### SUPPLIED DATA
____________

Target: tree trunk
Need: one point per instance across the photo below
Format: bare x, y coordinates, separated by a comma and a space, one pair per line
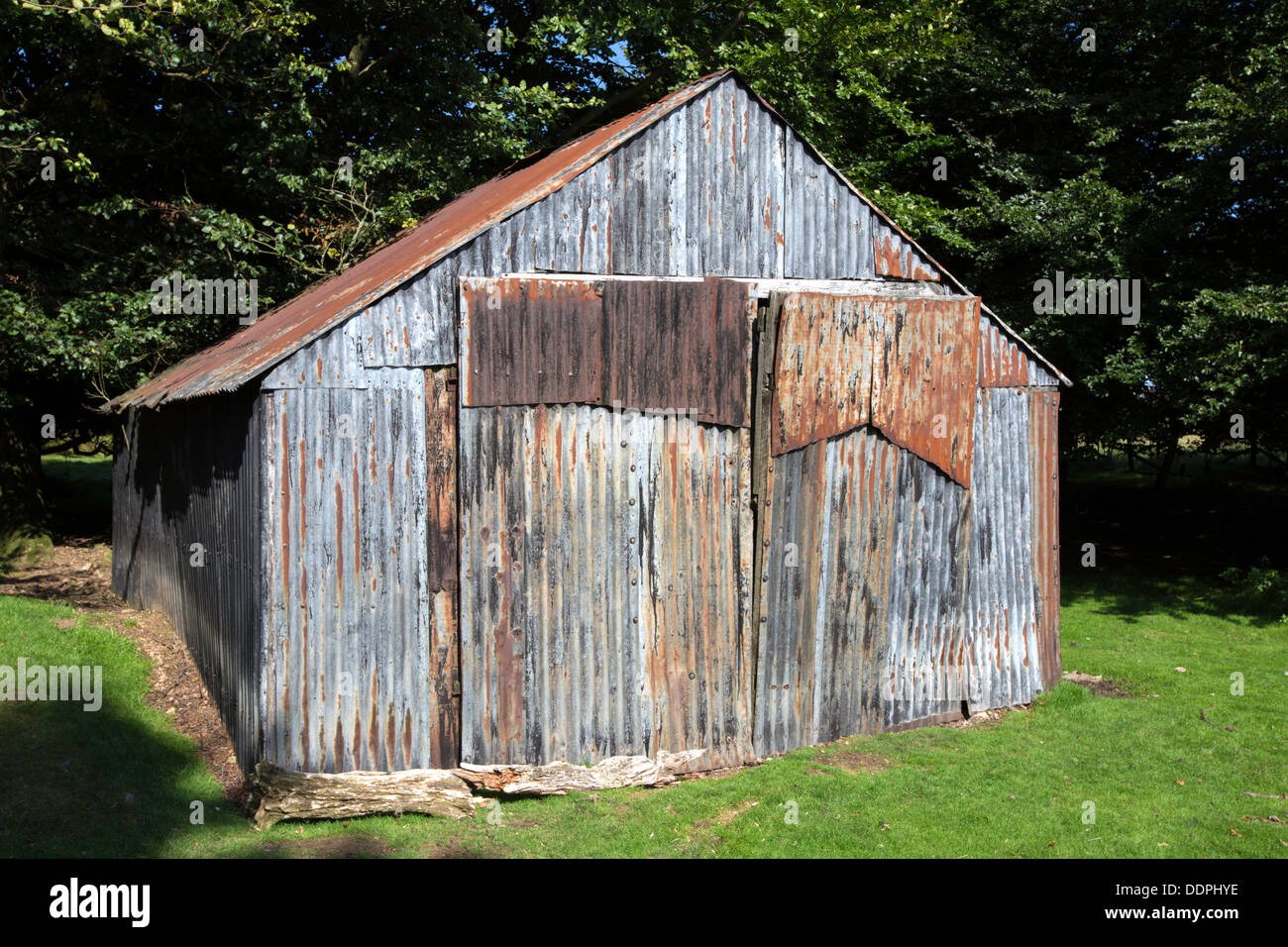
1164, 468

____________

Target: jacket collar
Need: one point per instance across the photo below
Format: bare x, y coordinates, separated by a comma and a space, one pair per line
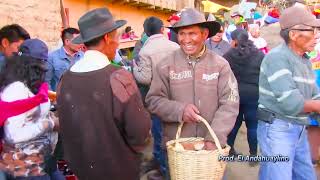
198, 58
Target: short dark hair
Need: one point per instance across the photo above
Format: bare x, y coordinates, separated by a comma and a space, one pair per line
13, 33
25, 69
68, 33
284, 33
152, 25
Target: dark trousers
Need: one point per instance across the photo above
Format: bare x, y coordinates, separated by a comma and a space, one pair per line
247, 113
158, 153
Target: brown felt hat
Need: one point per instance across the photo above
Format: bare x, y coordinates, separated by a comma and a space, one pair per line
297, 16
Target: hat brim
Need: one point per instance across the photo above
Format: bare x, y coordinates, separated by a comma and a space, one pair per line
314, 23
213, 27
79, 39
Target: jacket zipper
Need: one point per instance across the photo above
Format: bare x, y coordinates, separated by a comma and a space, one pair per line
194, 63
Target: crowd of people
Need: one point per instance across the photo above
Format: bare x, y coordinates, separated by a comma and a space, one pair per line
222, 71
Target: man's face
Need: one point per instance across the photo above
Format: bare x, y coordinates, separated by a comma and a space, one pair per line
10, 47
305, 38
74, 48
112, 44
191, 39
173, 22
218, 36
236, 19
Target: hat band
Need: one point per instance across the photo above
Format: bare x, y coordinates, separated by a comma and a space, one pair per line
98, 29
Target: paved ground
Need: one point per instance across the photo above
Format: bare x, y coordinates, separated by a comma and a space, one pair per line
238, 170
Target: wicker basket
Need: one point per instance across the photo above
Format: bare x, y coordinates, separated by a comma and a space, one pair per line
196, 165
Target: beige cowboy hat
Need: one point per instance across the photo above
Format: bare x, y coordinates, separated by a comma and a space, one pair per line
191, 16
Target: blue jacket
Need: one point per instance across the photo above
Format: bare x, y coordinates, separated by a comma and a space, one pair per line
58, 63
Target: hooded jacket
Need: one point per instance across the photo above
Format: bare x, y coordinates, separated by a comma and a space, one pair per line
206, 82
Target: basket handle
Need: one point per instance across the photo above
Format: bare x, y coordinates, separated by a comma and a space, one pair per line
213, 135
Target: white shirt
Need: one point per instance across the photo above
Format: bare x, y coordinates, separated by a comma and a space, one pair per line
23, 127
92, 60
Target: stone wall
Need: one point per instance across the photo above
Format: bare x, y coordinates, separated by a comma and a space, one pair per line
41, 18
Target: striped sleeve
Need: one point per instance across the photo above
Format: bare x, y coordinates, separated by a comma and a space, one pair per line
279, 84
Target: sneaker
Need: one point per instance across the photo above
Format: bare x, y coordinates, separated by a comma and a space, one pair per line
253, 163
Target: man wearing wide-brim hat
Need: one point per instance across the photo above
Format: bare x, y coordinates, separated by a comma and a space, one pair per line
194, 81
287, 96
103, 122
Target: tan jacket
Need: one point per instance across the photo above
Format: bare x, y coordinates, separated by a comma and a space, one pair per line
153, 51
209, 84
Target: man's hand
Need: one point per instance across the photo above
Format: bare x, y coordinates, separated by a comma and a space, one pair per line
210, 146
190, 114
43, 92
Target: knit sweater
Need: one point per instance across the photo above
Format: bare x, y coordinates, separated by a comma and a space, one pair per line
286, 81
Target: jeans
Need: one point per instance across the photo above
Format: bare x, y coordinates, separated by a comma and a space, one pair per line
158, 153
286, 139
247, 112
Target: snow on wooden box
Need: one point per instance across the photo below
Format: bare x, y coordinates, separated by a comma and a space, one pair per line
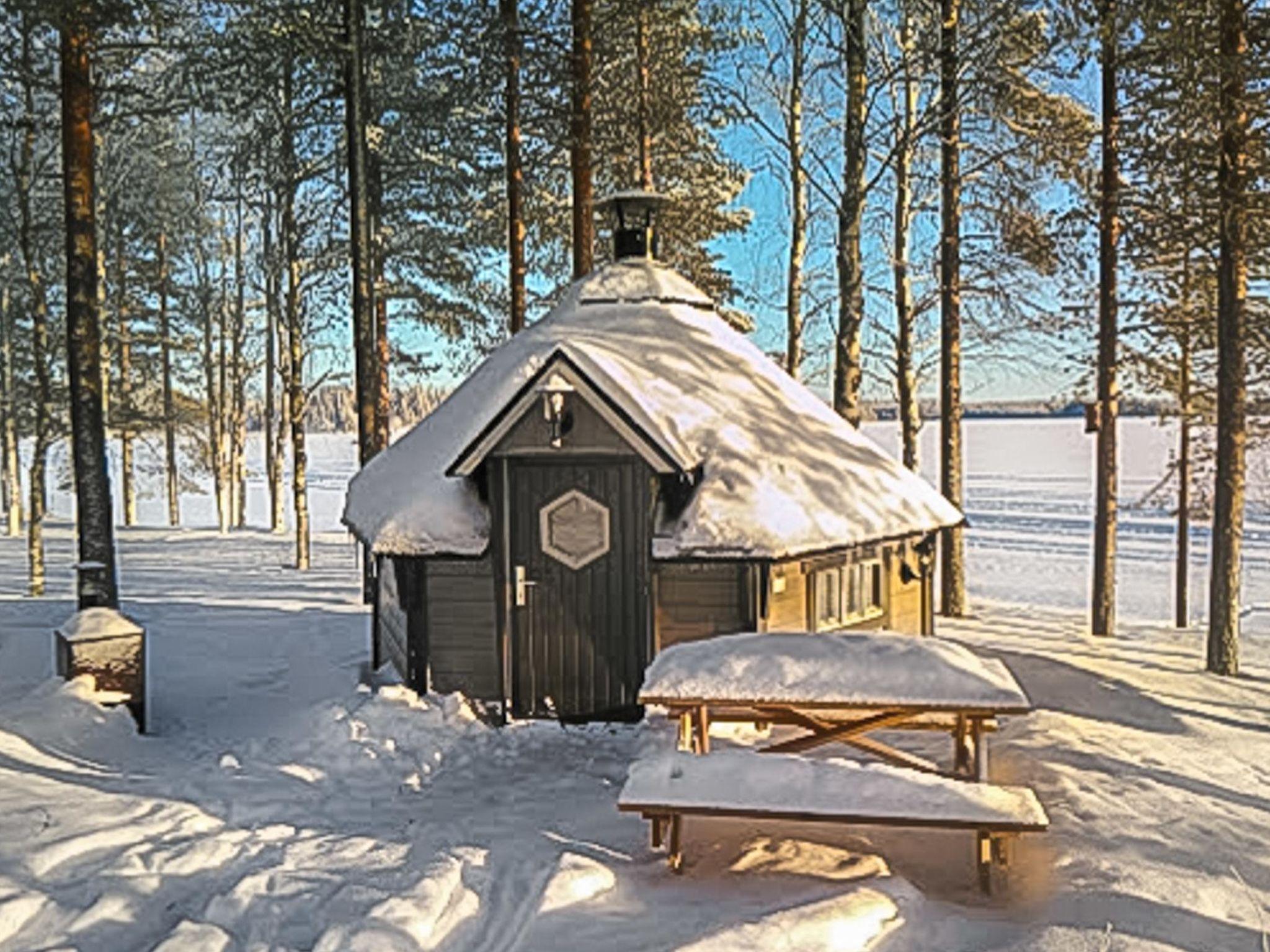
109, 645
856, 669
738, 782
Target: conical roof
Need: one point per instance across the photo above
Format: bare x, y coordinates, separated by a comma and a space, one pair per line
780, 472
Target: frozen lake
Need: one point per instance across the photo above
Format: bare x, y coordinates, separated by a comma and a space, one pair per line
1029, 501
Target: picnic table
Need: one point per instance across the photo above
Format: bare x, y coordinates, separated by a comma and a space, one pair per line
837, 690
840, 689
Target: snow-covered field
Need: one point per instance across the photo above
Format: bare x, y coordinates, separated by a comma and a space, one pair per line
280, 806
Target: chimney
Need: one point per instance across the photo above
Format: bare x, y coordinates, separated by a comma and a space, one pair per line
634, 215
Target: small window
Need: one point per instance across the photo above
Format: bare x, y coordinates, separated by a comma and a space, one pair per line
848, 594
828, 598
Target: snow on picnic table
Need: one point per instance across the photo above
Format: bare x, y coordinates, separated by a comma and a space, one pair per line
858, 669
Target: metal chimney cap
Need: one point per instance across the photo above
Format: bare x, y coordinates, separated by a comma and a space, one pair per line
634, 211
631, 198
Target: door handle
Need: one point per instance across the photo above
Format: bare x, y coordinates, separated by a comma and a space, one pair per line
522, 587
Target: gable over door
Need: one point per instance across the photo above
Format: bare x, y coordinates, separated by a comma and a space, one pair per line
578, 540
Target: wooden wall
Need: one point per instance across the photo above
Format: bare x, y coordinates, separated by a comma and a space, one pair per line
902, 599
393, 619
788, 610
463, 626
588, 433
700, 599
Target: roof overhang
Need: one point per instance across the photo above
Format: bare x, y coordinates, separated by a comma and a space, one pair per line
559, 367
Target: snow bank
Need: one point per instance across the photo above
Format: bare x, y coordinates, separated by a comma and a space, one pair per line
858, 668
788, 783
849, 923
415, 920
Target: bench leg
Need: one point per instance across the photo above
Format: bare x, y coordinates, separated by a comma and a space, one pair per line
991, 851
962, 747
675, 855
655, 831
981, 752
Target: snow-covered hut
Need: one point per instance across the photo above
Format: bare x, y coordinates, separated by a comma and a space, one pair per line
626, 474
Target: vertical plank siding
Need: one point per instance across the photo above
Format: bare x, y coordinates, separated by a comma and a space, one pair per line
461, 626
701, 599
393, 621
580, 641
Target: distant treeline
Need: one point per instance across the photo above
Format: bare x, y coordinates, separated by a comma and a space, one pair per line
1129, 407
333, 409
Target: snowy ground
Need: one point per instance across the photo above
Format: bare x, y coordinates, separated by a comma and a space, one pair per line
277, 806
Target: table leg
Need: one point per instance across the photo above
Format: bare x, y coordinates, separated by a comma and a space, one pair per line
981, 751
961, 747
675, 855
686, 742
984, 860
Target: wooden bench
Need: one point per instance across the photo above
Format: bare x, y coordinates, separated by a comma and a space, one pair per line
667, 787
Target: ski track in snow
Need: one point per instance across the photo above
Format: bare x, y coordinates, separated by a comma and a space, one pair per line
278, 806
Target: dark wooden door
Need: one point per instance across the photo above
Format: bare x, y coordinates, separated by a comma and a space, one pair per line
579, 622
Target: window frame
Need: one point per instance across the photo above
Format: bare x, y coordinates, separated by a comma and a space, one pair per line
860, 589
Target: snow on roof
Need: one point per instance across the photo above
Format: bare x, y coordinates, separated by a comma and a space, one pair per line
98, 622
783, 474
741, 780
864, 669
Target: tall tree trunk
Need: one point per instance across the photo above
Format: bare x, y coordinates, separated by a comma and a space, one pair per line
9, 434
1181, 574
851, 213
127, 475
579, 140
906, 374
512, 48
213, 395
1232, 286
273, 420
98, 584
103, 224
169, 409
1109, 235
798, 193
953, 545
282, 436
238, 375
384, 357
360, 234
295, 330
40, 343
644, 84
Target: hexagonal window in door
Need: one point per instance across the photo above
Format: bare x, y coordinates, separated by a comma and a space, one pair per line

____________

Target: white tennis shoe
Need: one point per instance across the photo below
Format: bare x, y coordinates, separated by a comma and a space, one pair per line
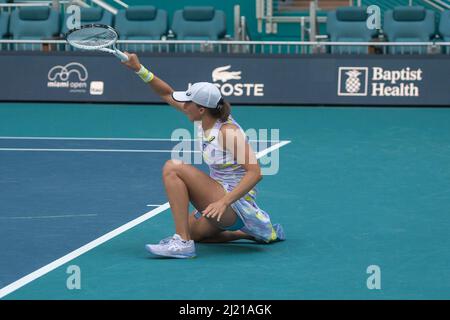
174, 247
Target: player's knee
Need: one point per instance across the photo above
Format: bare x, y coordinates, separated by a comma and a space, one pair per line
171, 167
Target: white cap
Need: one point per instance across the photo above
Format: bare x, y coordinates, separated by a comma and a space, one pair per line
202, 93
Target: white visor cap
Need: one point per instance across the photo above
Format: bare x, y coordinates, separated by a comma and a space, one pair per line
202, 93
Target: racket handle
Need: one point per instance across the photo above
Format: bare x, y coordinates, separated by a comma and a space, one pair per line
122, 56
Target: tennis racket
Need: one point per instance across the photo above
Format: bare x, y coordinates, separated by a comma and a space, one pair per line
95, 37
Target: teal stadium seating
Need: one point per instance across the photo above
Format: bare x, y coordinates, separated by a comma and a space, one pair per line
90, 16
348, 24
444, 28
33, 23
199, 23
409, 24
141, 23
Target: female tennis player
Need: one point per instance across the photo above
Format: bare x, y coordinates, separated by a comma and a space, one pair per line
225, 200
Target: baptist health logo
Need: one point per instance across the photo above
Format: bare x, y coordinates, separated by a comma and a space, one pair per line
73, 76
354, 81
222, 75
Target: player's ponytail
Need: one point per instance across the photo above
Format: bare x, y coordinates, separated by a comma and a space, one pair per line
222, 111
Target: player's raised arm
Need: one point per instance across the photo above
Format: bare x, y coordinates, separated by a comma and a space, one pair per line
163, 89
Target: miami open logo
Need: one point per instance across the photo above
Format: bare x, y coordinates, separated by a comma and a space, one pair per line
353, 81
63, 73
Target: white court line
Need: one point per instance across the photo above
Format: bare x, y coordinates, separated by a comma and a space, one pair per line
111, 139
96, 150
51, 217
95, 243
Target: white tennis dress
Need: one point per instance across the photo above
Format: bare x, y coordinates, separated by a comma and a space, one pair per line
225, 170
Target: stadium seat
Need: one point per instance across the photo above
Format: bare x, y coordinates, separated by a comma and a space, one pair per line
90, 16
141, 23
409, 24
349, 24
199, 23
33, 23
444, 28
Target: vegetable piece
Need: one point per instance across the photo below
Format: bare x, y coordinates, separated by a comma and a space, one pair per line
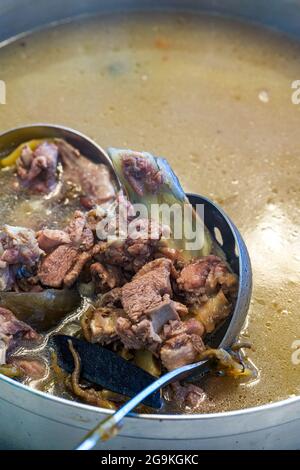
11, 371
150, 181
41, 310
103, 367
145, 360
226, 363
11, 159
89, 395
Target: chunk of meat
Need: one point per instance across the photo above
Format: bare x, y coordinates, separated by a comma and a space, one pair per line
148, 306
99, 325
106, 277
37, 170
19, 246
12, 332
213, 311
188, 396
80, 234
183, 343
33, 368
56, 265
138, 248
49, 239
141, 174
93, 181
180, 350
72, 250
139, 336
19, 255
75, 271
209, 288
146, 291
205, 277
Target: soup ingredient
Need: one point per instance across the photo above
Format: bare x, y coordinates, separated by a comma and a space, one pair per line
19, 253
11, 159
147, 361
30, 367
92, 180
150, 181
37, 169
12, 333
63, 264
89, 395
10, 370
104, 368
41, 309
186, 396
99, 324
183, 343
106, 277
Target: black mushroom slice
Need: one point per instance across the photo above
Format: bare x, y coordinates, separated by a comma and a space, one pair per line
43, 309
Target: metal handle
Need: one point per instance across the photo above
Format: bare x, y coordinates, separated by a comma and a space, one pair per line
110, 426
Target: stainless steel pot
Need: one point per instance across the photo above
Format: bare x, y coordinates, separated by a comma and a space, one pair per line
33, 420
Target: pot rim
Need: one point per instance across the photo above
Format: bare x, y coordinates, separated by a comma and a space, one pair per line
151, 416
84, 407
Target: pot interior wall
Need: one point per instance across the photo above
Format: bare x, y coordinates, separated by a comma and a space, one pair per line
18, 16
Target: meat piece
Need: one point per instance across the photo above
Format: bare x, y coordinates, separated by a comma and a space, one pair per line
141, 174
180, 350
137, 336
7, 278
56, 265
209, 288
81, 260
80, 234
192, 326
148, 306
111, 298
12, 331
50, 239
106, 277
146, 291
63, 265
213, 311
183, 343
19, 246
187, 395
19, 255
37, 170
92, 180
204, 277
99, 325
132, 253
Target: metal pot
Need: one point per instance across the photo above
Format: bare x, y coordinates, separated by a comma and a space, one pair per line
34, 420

____________

### WORK TASK
Go through the records and show every line with the string "metal" in it.

### SOLUTION TO THE EXERCISE
Target: metal chimney cap
Target: metal handle
Target: metal pot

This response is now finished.